((

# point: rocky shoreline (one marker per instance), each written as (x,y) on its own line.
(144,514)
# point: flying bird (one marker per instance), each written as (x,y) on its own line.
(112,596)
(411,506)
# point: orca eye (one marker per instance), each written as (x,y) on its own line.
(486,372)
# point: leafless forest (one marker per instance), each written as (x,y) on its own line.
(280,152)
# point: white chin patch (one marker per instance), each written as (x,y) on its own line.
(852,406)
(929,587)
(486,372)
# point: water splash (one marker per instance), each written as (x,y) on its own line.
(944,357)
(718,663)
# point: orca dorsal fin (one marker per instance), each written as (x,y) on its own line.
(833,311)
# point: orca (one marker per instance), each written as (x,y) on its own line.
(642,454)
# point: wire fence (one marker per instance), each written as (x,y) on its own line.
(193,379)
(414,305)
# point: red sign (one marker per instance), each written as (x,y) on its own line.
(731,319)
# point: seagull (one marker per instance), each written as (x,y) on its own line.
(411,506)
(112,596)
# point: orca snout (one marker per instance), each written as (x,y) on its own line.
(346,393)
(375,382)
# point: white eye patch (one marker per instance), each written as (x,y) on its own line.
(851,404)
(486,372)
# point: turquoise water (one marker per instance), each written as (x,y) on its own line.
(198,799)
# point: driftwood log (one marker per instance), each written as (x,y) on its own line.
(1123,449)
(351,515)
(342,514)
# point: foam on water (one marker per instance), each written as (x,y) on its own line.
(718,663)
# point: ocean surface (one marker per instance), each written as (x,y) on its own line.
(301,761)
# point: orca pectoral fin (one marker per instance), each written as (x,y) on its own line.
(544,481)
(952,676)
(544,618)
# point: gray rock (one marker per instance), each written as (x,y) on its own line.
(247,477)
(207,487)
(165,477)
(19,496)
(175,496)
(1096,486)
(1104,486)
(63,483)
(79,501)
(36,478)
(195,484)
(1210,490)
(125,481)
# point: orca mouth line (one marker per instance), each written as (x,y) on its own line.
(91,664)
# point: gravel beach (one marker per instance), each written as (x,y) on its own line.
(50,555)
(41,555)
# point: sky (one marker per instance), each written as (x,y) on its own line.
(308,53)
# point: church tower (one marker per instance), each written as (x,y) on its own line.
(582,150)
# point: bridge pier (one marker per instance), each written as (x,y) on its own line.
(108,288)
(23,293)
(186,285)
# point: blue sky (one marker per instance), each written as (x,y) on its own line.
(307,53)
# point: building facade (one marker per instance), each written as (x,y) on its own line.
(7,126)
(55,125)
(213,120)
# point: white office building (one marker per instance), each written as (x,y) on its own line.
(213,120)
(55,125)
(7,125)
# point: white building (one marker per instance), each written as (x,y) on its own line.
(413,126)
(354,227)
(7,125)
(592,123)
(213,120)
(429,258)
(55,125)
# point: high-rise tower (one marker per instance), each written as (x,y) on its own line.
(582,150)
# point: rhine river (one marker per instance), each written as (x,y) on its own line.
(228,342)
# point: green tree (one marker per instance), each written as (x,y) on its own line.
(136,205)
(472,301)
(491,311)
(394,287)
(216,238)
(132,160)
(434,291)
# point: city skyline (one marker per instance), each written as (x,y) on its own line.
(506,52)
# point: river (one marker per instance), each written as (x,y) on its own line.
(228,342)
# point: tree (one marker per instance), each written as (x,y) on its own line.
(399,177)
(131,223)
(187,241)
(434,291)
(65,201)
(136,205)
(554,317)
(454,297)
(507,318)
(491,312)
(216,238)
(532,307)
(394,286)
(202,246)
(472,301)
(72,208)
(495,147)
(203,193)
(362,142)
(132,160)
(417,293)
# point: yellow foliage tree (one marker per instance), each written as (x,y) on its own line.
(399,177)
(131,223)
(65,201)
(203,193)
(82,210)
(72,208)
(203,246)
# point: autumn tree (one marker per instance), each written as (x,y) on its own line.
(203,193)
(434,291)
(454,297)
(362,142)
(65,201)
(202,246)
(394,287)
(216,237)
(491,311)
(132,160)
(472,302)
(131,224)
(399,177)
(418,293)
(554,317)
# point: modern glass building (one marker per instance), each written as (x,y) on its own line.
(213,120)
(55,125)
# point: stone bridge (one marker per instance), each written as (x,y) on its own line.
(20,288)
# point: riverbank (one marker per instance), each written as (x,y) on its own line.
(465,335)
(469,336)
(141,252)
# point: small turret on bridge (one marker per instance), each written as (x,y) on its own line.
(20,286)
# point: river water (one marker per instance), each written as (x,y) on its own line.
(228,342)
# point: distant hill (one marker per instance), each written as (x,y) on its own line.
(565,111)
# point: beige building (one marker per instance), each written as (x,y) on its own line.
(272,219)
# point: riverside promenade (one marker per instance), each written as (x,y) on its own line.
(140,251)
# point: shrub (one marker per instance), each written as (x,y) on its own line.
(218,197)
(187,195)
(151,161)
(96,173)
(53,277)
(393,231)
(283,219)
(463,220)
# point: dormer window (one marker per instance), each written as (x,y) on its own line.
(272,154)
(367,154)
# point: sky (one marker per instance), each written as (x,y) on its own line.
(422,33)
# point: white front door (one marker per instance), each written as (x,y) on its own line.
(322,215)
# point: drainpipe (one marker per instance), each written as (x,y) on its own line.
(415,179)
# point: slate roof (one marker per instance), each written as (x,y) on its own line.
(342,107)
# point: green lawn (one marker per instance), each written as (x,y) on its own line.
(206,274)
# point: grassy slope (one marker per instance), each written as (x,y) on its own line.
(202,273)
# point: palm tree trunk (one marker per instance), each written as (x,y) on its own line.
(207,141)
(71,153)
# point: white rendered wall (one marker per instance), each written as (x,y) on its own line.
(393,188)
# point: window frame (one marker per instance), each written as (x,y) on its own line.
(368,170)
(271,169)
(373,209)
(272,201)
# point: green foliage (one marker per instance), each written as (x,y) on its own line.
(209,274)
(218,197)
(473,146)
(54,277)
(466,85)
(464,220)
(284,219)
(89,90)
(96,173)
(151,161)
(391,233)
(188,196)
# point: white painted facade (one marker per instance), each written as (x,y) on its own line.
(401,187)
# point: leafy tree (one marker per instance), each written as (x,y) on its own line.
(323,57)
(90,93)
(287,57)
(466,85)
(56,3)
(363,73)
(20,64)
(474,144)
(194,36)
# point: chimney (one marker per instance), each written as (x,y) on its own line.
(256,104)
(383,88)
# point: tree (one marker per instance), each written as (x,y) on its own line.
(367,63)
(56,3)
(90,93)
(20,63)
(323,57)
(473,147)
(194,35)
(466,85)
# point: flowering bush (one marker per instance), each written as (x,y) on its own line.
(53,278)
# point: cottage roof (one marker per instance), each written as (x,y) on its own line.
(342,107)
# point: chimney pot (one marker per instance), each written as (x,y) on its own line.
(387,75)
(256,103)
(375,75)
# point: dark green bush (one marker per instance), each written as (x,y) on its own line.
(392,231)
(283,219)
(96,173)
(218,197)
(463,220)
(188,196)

))

§ Set problem: Copy everything from the line containing "# point: dark" down to the end of the material, substituting "dark green shrub" for "dark green bush" and changing nothing else.

§ Worked solution:
# point: dark green shrub (one marker per instance), each written as (x,y) on its own line.
(392,231)
(283,219)
(96,173)
(218,197)
(463,220)
(188,196)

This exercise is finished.